— begin PROVIDED MATERIAL —

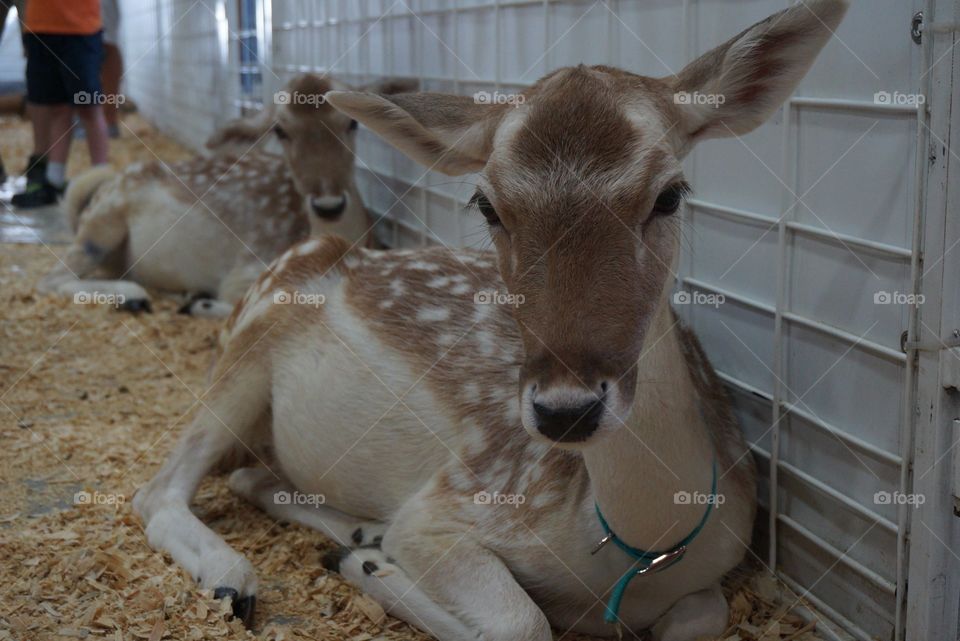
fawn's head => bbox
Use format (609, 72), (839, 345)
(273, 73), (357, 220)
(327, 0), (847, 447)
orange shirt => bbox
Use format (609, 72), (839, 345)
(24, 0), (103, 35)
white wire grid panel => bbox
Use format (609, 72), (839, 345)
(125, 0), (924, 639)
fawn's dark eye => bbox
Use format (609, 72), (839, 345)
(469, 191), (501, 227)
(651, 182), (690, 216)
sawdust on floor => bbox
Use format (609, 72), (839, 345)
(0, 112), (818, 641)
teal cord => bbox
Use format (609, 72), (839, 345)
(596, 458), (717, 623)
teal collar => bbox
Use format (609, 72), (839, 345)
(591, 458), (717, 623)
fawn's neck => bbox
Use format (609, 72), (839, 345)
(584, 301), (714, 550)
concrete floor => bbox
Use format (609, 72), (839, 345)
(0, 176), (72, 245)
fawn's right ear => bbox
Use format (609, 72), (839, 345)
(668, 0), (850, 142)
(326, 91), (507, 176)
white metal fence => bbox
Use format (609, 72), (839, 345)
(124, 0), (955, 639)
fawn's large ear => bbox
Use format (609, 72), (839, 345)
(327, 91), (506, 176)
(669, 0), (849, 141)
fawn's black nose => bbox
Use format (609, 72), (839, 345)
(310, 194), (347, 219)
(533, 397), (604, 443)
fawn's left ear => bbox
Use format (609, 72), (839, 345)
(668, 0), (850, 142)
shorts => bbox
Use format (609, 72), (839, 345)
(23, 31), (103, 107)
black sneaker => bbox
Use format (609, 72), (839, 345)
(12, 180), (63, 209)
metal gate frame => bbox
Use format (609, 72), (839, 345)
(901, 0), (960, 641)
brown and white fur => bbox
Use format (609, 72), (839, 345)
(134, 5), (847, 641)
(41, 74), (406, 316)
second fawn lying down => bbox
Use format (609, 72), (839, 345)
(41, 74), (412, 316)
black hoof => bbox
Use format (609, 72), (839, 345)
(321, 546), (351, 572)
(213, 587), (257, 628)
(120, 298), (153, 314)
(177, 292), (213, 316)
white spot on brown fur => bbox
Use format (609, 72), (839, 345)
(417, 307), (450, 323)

— end PROVIDED MATERIAL —
— begin PROVIDED MATERIAL —

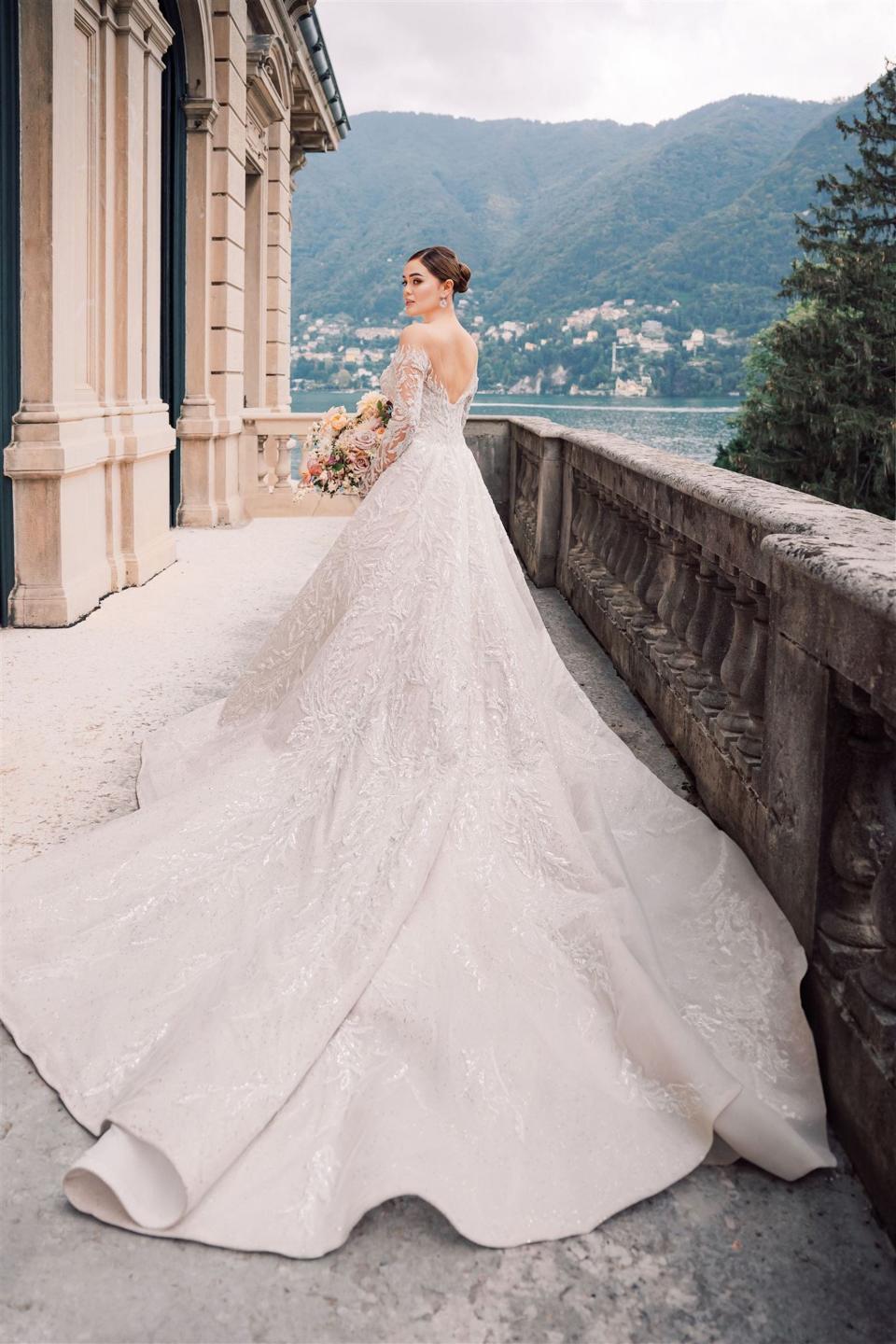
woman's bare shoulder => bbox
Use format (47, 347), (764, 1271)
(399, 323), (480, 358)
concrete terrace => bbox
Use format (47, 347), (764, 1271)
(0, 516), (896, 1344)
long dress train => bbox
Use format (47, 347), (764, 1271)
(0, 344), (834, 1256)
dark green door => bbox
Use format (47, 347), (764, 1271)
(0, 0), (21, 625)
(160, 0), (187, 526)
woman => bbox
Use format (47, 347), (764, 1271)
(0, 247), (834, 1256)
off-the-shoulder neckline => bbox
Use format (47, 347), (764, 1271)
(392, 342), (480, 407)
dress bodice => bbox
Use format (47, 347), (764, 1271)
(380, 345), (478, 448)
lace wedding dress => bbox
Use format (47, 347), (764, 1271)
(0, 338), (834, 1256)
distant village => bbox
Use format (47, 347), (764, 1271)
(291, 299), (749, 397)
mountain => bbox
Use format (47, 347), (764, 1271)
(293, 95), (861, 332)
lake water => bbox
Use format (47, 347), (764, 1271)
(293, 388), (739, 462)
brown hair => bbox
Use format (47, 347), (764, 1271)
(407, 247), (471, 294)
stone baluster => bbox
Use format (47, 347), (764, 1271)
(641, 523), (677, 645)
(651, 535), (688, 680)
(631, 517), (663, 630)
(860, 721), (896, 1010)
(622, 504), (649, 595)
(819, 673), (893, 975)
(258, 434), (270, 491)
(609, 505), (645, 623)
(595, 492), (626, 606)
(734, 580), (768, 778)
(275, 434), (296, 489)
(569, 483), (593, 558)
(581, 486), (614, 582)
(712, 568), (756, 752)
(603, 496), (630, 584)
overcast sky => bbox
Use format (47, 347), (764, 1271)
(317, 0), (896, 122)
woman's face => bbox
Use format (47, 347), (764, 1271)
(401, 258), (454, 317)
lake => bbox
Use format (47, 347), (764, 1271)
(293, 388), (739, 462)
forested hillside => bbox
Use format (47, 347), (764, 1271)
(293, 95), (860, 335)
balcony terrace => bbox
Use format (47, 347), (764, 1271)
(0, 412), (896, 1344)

— end PROVIDED MATERIAL —
— begin PROVIDED MATERIAL —

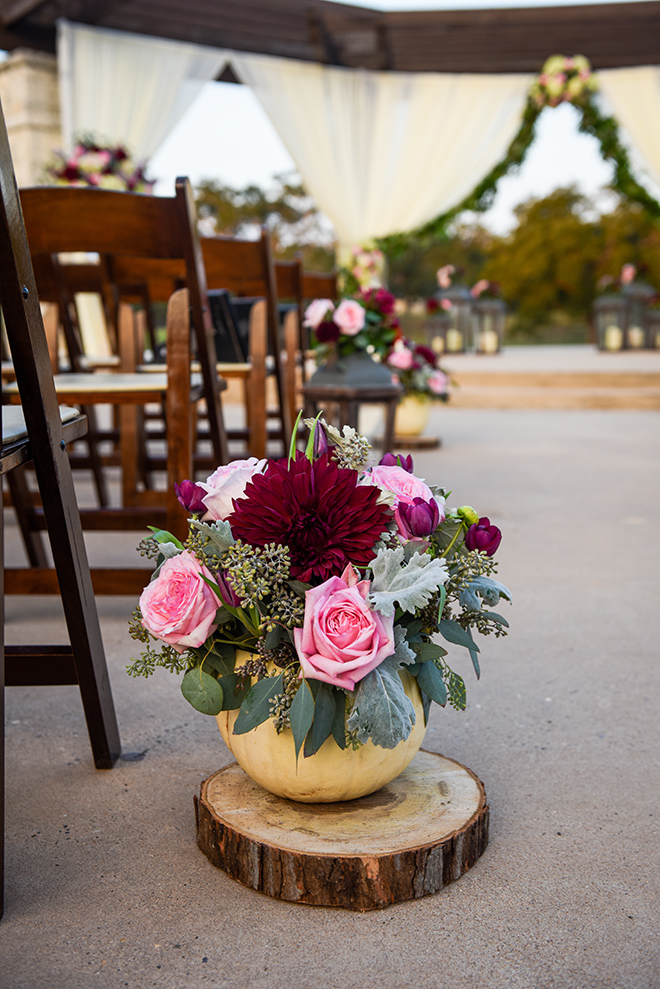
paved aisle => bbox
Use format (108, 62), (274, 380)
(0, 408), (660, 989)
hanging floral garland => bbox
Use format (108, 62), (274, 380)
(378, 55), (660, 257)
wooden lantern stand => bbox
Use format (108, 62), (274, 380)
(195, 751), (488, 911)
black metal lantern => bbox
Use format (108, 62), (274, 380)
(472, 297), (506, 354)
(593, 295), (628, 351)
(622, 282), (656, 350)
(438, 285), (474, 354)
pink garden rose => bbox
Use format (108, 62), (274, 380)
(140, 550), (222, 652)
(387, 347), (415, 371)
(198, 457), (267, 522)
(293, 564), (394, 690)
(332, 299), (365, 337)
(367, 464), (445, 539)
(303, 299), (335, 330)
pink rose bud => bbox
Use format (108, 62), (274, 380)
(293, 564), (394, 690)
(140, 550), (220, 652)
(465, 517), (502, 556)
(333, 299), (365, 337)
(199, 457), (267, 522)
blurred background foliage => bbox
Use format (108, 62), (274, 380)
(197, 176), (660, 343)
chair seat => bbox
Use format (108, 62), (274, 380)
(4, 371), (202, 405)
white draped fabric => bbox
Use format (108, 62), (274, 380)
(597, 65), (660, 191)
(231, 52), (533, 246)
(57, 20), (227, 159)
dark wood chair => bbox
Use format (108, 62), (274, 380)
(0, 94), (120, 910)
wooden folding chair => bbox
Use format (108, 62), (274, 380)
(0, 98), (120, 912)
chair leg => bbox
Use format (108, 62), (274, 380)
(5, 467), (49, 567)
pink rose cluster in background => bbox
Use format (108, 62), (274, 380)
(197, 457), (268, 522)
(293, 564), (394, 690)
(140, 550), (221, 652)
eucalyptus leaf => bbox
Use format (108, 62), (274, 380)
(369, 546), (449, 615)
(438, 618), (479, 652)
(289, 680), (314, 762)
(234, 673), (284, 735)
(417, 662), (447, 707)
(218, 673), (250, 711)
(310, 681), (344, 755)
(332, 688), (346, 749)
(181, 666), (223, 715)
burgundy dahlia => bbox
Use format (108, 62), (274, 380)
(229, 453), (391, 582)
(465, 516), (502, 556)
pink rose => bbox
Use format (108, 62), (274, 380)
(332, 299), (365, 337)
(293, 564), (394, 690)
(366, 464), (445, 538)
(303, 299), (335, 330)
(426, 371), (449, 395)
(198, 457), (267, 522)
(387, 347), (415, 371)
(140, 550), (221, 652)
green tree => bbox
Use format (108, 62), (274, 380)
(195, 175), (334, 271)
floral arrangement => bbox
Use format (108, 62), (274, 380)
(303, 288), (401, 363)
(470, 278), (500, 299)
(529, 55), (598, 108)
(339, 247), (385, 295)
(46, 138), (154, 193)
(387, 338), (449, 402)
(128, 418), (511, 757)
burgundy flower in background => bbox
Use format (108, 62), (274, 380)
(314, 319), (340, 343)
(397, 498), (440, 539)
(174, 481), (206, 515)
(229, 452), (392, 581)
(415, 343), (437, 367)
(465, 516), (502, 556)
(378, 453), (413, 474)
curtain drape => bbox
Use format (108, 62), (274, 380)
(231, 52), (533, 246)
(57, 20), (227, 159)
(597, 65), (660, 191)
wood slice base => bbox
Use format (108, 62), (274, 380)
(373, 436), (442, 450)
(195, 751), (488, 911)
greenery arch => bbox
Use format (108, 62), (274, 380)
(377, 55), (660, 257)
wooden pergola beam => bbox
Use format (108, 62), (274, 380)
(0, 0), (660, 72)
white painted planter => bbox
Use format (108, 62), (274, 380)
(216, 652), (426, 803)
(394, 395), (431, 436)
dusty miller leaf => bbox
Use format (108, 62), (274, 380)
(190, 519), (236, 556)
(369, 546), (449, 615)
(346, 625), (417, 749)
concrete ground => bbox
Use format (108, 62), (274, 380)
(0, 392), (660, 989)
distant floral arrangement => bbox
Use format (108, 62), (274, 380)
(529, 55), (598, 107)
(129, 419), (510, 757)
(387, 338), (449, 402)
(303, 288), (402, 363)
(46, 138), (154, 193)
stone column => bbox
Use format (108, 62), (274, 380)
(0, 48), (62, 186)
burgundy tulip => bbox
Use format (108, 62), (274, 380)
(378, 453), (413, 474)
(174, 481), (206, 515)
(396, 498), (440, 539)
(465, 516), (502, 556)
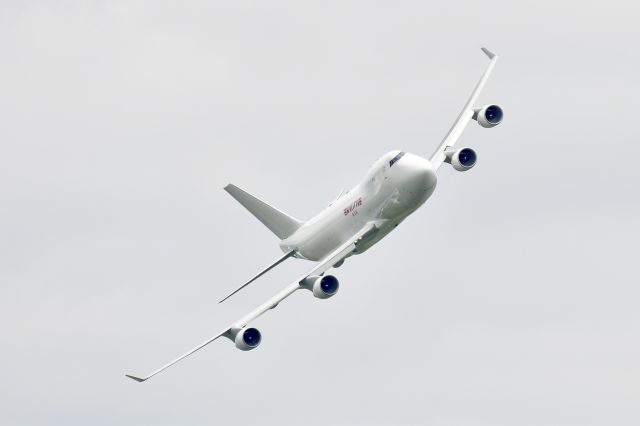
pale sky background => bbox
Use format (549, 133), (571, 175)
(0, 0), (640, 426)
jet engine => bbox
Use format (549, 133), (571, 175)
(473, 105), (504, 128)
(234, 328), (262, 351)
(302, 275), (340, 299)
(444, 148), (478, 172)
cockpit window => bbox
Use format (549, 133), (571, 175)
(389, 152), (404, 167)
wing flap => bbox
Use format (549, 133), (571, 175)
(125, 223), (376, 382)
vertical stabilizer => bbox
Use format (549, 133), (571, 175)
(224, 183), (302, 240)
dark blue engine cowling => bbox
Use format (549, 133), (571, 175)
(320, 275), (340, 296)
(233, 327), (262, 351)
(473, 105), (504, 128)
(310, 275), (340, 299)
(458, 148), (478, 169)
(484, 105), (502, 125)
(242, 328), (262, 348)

— end PROVIDED MATERIAL —

● JOB: Reproduce the lines starting with the one that contains "fawn's black nose => bbox" and ending with the one that contains "(177, 292), (213, 316)", keeping both of those lines.

● SOLUTION TO THE EXERCISE:
fawn's black nose => bbox
Use format (609, 72), (839, 345)
(310, 194), (347, 219)
(533, 397), (604, 443)
fawn's left ear => bbox
Use format (609, 72), (839, 345)
(668, 0), (850, 142)
shorts => bbox
Use format (609, 72), (839, 345)
(23, 31), (103, 107)
black sneaker => bbox
Use format (609, 72), (839, 345)
(12, 180), (63, 209)
metal gate frame => bbox
Use format (609, 72), (839, 345)
(901, 0), (960, 641)
brown and white fur => bbox
Use format (609, 72), (839, 345)
(134, 5), (847, 641)
(41, 74), (406, 316)
second fawn lying down => bbox
Use format (609, 72), (839, 345)
(41, 74), (412, 316)
black hoof => bbox
Use format (609, 72), (839, 345)
(321, 546), (351, 572)
(213, 587), (257, 628)
(120, 298), (153, 314)
(177, 292), (213, 316)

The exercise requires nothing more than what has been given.